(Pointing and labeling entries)
_ _ _

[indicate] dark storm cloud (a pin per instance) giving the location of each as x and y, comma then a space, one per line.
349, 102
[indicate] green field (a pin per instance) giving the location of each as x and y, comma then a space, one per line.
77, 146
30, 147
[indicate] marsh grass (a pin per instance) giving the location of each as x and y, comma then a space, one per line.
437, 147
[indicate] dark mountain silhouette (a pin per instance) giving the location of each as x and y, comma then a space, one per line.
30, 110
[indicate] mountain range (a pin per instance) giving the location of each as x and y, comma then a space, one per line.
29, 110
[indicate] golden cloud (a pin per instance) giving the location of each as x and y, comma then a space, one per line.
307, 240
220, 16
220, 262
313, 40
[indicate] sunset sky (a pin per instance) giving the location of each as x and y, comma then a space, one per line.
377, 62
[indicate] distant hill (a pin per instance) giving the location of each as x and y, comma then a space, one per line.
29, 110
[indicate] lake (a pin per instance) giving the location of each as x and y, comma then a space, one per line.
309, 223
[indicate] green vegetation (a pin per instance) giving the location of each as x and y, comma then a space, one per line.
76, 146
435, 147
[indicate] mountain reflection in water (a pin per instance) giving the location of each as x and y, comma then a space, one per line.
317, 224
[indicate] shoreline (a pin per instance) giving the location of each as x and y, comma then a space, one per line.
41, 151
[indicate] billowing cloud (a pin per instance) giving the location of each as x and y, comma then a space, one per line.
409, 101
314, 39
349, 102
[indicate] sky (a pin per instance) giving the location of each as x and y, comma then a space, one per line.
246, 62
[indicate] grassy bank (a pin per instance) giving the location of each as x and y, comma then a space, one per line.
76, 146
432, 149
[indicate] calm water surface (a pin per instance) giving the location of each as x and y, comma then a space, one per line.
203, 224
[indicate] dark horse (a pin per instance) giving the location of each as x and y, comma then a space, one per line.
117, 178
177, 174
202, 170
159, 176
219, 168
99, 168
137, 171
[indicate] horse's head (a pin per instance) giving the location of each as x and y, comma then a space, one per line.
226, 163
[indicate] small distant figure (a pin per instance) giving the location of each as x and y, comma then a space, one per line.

_ _ _

What the task requires
In the entries above, find the line containing "[indicate] calm water". Set down that line and every line after it through the last one, exactly and alone.

Solution to this problem
[indicate] calm water surface (a pin per instance) giving the location of each as x and y, comma then a space, one per line.
203, 224
[indicate] dark horse (a pin per instance) giving the location of each as x and y, comma then a space, one per line.
117, 178
177, 174
202, 170
159, 176
219, 168
99, 168
137, 171
[indicate] horse's head (a pin per instance) giving the location of each as x and y, comma then a space, one per line.
226, 163
[indicate] small distant figure (a pin per instance) giving the location of each as x and y, comma then a space, one per line.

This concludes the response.